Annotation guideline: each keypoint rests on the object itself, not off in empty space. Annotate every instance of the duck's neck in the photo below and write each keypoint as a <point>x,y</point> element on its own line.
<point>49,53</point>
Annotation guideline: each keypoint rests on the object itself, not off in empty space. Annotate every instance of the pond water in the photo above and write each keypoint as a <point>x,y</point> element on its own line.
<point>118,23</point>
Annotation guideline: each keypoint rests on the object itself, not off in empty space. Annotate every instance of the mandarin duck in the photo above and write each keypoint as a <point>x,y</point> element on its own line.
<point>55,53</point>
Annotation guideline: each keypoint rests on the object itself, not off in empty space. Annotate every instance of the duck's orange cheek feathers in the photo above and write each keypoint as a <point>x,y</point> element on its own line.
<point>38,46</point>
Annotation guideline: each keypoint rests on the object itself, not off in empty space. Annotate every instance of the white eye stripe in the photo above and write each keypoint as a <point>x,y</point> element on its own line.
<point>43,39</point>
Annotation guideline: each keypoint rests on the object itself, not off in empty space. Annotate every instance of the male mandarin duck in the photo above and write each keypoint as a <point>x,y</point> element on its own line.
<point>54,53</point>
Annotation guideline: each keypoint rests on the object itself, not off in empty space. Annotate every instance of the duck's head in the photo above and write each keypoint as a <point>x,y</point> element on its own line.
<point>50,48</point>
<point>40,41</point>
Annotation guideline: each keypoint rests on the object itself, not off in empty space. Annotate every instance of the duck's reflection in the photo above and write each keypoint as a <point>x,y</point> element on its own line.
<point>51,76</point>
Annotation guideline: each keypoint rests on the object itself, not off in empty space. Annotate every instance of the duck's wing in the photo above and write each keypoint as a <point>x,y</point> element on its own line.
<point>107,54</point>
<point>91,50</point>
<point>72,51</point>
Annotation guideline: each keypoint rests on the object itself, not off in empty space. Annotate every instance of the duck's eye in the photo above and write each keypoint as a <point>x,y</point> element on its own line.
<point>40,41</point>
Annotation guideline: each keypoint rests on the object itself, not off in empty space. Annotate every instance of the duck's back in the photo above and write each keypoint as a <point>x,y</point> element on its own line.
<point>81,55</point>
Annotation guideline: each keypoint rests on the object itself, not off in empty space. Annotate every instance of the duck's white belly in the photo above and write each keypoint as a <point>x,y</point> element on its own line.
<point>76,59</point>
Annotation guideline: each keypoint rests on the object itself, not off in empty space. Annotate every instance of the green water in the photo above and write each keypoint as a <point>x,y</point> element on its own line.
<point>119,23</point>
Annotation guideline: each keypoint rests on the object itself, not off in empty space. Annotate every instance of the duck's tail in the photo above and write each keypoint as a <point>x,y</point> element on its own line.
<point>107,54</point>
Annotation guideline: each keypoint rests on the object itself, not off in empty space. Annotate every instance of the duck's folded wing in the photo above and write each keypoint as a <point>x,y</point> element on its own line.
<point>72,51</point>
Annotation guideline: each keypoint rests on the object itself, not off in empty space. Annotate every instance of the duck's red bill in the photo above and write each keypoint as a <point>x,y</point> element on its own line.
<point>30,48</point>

····················

In full and without change, transcribe the entries.

Annotation guideline: each keypoint rests on the object itself, not off in empty space. Annotate every instance of the duck's neck in the photo below and write each keypoint as a <point>x,y</point> element on its own line.
<point>49,53</point>
Annotation guideline: each keypoint rests on the object itself, not off in empty space. Annotate every instance of the pond water in the photo above and write each keypoint as a <point>x,y</point> element on its own line.
<point>118,23</point>
Annotation guideline: each keypoint rests on the object itself, not off in empty space. Annotate every instance of the mandarin duck in the photo above and write each keypoint as a <point>x,y</point> element on its own line.
<point>55,53</point>
Annotation guideline: each keypoint rests on the object itself, not off in empty space. Annotate every instance of the duck's orange cheek feathers in the photo above and write each keypoint as a <point>x,y</point> element on its own line.
<point>38,46</point>
Annotation guideline: each keypoint rests on the object itself, not off in empty space. Annotate every instance of the white eye stripe in the photo above and write each keypoint as a <point>x,y</point> element on its own line.
<point>43,39</point>
Annotation guideline: each keypoint rests on the object itself, not off in empty space. Annotate every instance of the male mandarin duck in the photo above and write each keypoint as a <point>x,y</point> element on its own line.
<point>54,53</point>
Annotation guideline: each keypoint rests on the object itself, not off in empty space. Annotate every instance of the duck's head in the photo above and write each keypoint as a <point>x,y</point> element on its own line.
<point>50,48</point>
<point>40,41</point>
Annotation guideline: each keypoint rests on the object itself, not off in empty space. Annotate every instance of the duck's reflection in the photo above and write each keypoint as a <point>x,y</point> element on its own line.
<point>51,76</point>
Annotation guideline: each keypoint rests on the object itself, not off in empty space. Annotate every instance of the duck's wing in the photo above and write each keypoint as a <point>x,y</point> element on its own line.
<point>107,54</point>
<point>91,50</point>
<point>72,51</point>
Annotation guideline: each keypoint rests on the object itself, not off in empty space. Annotate every instance of the duck's eye in the photo above and write each keypoint as a <point>x,y</point> element on its own line.
<point>40,41</point>
Annotation guideline: each keypoint rests on the object itself, not off in empty space. Annotate every instance of the duck's back in the photo above and write each keypoint as a <point>x,y</point> element on its own line.
<point>81,55</point>
Annotation guideline: each keypoint rests on the object itself, not off in empty space. Annotate every instance of the duck's white belly in the photo above and write each keypoint as a <point>x,y</point> element on its own line.
<point>76,59</point>
Annotation guideline: each keypoint rests on the object itself, not off in empty space. Annotate every instance of the green water in the photo above and write each keypoint as a <point>x,y</point> element on its own line.
<point>119,23</point>
Annotation guideline: each keypoint rests on the object itself, not off in empty space. Annotate every instance of the duck's tail in the photo above and write each keypoint as a <point>x,y</point> element on its own line.
<point>107,54</point>
Annotation guideline: each keypoint rests on the object itself, not off in empty space. Annotate every instance of the duck's folded wing in the photo above and write each keypoint as a <point>x,y</point> element on its own line.
<point>72,51</point>
Annotation guideline: each keypoint rests on the object itself, not off in empty space. Annotate every instance of the duck's red bill in the photo above and write each keypoint as a <point>x,y</point> element on its own line.
<point>30,48</point>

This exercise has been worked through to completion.